Raw data: Begin

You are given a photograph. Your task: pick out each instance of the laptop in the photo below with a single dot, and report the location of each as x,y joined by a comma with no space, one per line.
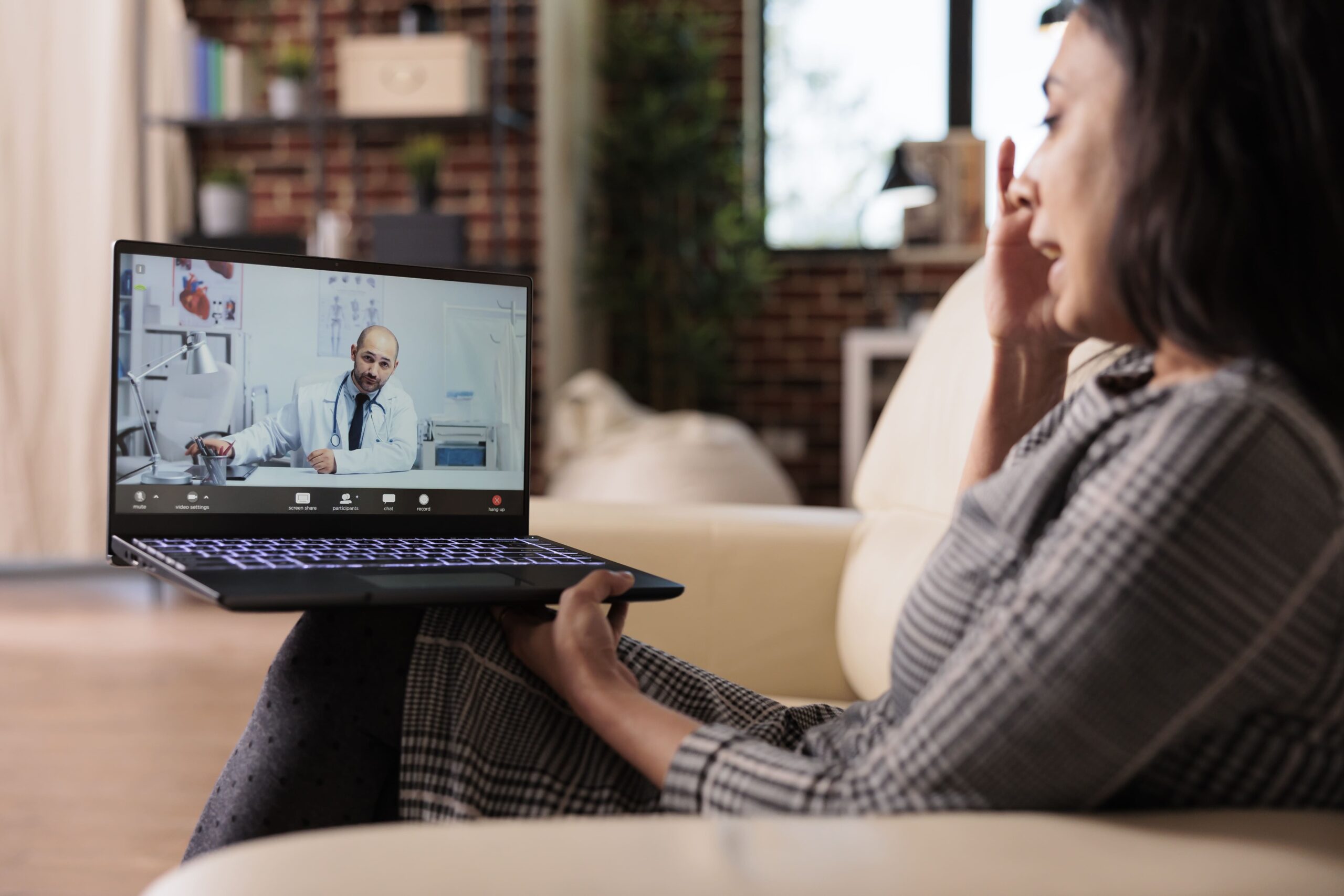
292,431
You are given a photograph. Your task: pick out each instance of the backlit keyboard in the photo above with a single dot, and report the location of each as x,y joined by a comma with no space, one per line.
332,554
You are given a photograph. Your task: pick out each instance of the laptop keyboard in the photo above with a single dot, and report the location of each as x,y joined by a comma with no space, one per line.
338,554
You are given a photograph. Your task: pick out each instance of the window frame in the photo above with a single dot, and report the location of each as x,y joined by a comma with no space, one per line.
960,111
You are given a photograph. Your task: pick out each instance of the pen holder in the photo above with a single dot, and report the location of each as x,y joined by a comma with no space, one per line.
214,471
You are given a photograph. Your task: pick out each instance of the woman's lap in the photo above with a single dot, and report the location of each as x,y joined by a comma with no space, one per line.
483,736
375,715
323,742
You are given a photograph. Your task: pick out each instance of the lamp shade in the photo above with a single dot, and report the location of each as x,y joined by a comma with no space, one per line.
200,359
901,176
1058,14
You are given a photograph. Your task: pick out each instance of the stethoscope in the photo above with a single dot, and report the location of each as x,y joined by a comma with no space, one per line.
369,409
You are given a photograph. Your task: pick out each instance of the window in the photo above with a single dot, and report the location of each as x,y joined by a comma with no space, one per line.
848,80
1012,57
844,82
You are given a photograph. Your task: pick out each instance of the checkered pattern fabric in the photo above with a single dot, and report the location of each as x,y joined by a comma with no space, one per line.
1143,609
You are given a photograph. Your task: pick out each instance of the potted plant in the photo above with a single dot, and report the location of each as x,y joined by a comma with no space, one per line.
286,92
222,201
421,157
678,256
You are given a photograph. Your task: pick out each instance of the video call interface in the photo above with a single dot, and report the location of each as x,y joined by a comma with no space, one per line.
316,393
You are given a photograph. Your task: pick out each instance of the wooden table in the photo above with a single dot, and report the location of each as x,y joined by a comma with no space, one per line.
116,715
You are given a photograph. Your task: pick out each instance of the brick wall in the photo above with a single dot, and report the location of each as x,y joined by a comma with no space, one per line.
788,359
280,160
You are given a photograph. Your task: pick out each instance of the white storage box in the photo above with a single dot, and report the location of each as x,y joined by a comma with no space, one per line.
441,75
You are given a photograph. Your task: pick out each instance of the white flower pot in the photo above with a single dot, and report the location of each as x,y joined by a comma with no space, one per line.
224,210
286,97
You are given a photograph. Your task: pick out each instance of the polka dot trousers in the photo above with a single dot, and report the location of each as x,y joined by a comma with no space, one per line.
323,743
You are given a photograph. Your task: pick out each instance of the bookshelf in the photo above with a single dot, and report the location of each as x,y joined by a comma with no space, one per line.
499,121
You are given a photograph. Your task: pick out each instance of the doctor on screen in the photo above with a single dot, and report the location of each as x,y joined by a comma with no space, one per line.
355,424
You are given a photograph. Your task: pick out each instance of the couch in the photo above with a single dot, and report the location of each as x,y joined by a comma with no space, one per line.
802,604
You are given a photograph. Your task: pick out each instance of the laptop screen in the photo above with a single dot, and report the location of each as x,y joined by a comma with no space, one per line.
286,390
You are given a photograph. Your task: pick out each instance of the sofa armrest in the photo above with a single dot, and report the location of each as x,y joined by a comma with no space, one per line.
761,585
1229,853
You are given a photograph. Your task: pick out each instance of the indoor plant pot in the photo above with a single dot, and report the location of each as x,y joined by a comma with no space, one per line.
222,203
421,157
286,92
286,97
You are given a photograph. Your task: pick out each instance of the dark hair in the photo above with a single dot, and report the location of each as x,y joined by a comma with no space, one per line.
1230,231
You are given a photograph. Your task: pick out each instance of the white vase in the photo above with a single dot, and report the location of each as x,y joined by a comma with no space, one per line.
224,210
286,97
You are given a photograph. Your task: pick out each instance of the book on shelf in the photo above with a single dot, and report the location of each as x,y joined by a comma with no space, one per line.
224,81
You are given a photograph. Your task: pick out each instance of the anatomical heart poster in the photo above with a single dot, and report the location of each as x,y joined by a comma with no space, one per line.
209,296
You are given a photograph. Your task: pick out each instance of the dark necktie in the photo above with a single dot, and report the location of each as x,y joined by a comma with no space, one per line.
356,424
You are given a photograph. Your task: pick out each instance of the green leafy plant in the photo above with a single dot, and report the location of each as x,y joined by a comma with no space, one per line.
226,176
295,61
676,256
421,157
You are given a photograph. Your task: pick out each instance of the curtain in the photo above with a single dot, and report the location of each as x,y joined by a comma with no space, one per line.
68,188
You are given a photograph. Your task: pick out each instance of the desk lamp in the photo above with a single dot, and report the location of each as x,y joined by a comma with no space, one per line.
200,361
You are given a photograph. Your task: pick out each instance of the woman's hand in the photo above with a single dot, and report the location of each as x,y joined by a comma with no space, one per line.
574,652
1019,308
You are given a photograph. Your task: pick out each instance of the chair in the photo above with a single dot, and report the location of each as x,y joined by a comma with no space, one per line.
802,602
200,405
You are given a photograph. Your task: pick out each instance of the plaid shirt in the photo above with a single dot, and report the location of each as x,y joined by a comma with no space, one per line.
1143,609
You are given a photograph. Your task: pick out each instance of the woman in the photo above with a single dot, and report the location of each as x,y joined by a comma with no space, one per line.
1139,602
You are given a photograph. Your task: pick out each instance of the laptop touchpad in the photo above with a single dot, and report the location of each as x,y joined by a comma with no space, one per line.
444,581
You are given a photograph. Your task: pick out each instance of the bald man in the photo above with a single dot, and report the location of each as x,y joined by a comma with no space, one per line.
355,424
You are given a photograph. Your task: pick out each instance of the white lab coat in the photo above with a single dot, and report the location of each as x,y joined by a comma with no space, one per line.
387,444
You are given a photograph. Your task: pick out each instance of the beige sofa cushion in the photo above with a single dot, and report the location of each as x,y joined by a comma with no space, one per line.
908,481
1003,853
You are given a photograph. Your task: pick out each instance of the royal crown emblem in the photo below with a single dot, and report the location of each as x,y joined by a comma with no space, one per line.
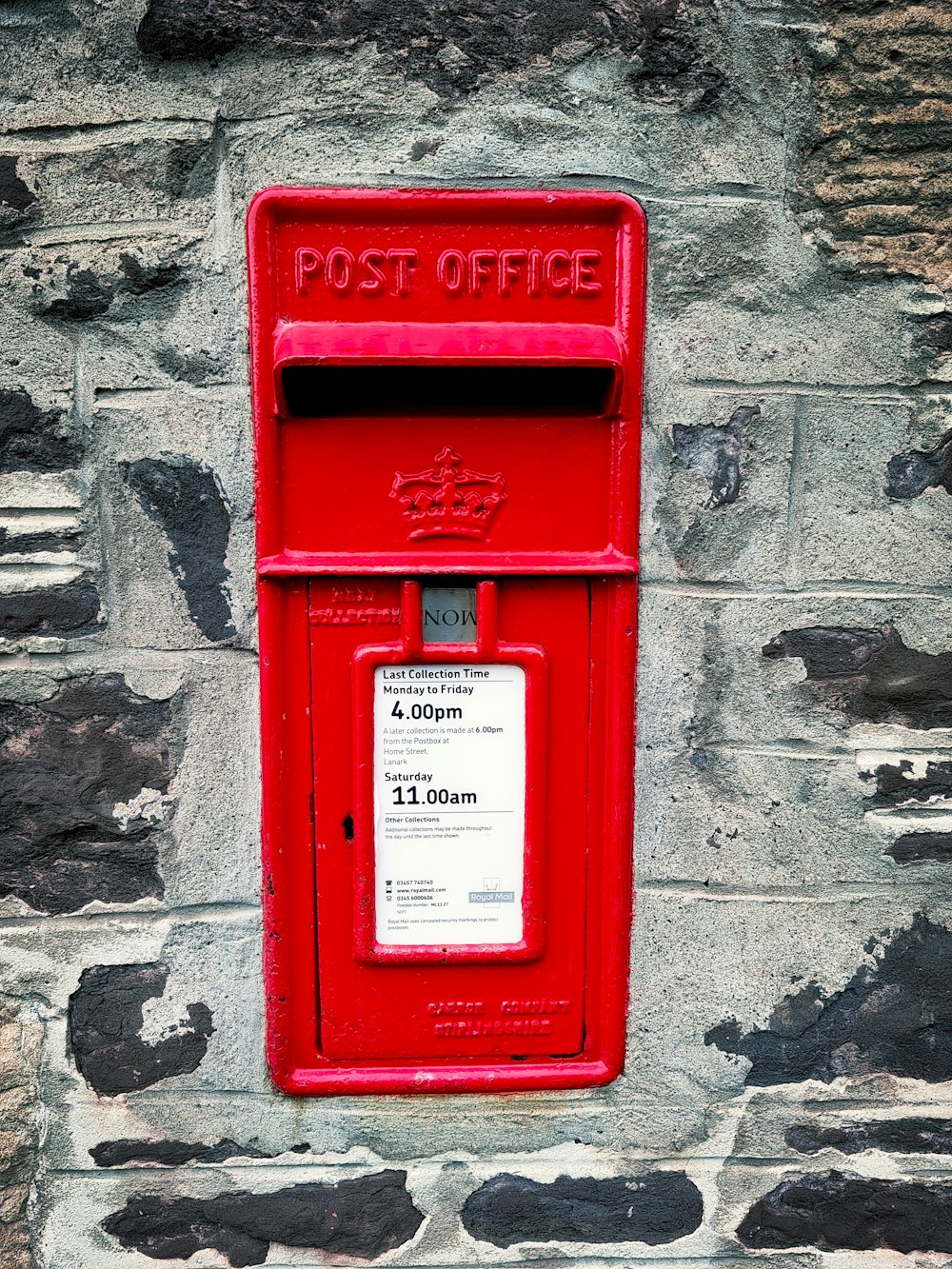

Raw data: End

• _Your task_
Every line above should be copied exactly, apart from any pictures.

• _Task response_
You are given a photograph. Your task: pick out each instance of the laptop in the photo below with a single dot, and report the location of each as x,y joined by a comma with no space, one per line.
292,431
You are given a photograph. Your task: pick out each instance of the backlit keyboard in the photo above with a single dot, and report the location of each as x,y joined by a comma with no space, one per line.
332,554
You are given a photograph. Your task: pick out each instance of the laptop keyboard in the photo above with a single dot, and report the location of each as x,y joined by a comma with no space, one per line.
338,554
You are given a photograph. Your task: pick out each instance of the window frame in the photo above with a single dot, and report the location of each as x,y joined by a comma with no space, one per line.
960,111
You are given a photograph. Your task: pick out each instance of the pen holder in the photo above with a single dot, and report the location of each as x,y joined by a comma with no space, one per line.
214,471
You are given a photograph. Your task: pick out each instance of the woman's lap in the photo above with a single dot, and report the location of each as x,y joined by a comma with no space, one per line.
483,736
375,715
323,742
You are given a photograph. Your task: pick out each instance of the lamp shade in the photo above with a single dot, and report the location of each as x,y joined by a comma with no space, one per line.
200,359
901,176
1058,14
You are given a photograph. Your task: pick out each instance of the stethoscope in the photo above with a single dot, and report the location of each as x,y joined by a comma with no space, one per line.
369,409
You are given a photograph. Your task: pick out each instance of the window in the photo above with a single dot, and report the location of each as x,y joined by a comma with no space, one per line.
848,80
1012,57
844,82
You are given a photograph. Your task: pick out each instance of the checkered pattern fabric in the photo above with a single dot, and report the location of each as x,y joined by a comma with no space, one per line.
1143,609
You are given a photograph. Your task: pick out each instance of the potted plant in the photo above with a single dot, and report the location of each as x,y joined by a comma with no space, one per line.
286,92
222,201
421,157
678,256
You are given a photograph. Your task: pick out each instance of the video call interface in the photo above with a single dot, and report the location of each as x,y joined by a comma with no space, one per line.
316,393
You are given a photograph. Your task: pick out each instance of the wooden table in the photo above with a single dot, and report the location of each as x,y joined by a comma with no space, one per line.
116,715
You are given a photograph. Your task: pick out each instance of the brick wall in the photo above with a single dot, and report the location of each as x,y joined by a comma with no space, one per line.
788,359
280,160
You are given a photograph. Your task: pick out each instance of the white storage box in the photo above with a single dot, and report the location of each as x,y joined by a comma with no space, one per line.
441,75
You are given a photograph. Your task: pick out each instance of the white flower pot in the photo above with a single dot, and report the location of each as x,y joined by a comma with no space, one per line.
224,210
286,97
You are given a photograph. Your task: pick out each instance of the polka dot trousers in the photo above with a single dot, and report the location of each as x,y joined by a comma with no space, one per line.
323,743
You are given a photograph. Your task: pick out each instance of the bookshelf in the photo above with a single dot, and report the location of each as x,y joined by a comma with no space, one per line.
499,121
You are given a photograph. Your task: pick out each instance of the doctor on screen in the photo above with a single dot, and report the location of each as x,y joined by a comma with no space, one per line.
355,424
You are given a photograph. Your task: pick out each instance of the couch in the photo above with a single dot, and report the location of each as x,y joined by a comma with no space, one per line.
802,604
You are given a photograph. Your task: pick out each instance of the laptop screen in the photo above with a single dot, and report the location of each as x,y joined by a comma with no space, one per line.
286,390
You are given a photograph. Your task: pick out each instance of the sofa armrest in the photo above with a single dot, and report the location of each as x,y joined by a comma with no space, one per line.
761,585
1229,853
You are given a photograph. Your task: pick out each instance of the indoor plant pot in the photo above with a single dot, and report the location of each as x,y joined by a comma with no space, one per line.
222,203
421,157
286,92
286,97
You are given a photograph. Your task: pick out each instance of the dark hair in the photo above with a single dot, and report the location of each as x,y joined by a comma with no space, one per line.
1230,231
You are given a photograph. Your task: pick out each instance of the white vase in the photo above with a single dot, and report the location of each as x,y joined by a comma with no space, one per line.
224,210
286,97
You are given a photograph. Your task: pick out each instance of the book on shelf in the photo above with a single dot, and report the location of each as x,y joined by a comma with no space, one per line.
224,81
You are given a photograph. Your task: pick out each instance of the anatomical heart poster in the photo above with a single dot, and report the location of each as x,y joined by a comma with no space, one per line.
209,296
You are given a photograph. Your task: pick out each instance of the dark necktie in the photo above with a single dot, and report the location of each as x,y joined by a comma with no space, one per line.
356,424
You are given a photograph. Your task: pick out each instance of the green leafy plant in the photo above with a single dot, and report the location of each as x,y joined by a comma with no space, one per line.
226,176
295,61
676,256
421,157
You are given a photograph. Your task: pick out each instance of the curtain in the photo above with a single dot, and report the location of each as x,y joined by a comma with no space, one per line.
68,188
You are given a photograph. Your task: pick out each instance of the desk lamp in the photo above with a single dot, and report the location of each as x,y joined by a comma with no space, one per line.
200,361
You are given a photograph. Your task: pick out each instance of the woman's hand in the photo above with a single dot, and report the location of each as x,y joined by a comma with no space, one per line.
574,652
1019,308
You are given a photograph. Your task: pick out each instance of the chair in the photo above with a single dot, and report the location of each as x,y joined by a comma with no space, one per line.
802,602
200,405
You are given a photograph. Your task: pick out each instance of the plaid shirt in the photo above with a single dot, and report the location of each as x,y joined by a comma with no space, one per line.
1143,609
You are given a photograph. Your task: pick out each instance of the woman in the photo above with a single dot, and report the location of each as x,y joined by a comma with no space, one per line.
1139,602
You are given a photograph. Your task: pick out each instance of the laptop touchpad in the photo above with a single dot, and report the location of each as x,y joined by a comma with no space, one per line.
444,581
You are given a photograph. Your task: pick out each instance of the bald man in the photo above with a single dot, and report the location of each as x,y joined by a comma with no space, one per line.
355,424
You are given a photograph. Your task: pick out each instance of the white lab coat in the photo above with a single dot, and report the location of each as x,y joined by a comma with no space, one per line.
387,444
You are given a photograph. Your task: pick out each instance of the beige sofa cushion in the photo above with a single dot, and report the location of each as x,y joined by a comma with no space, one per line.
908,481
1003,853
You are given a photograph. Your task: pick out each instance of the royal crown emblem in the photo below with a single dot, and report the location of each as x,y joined by a comma with no space, one per line.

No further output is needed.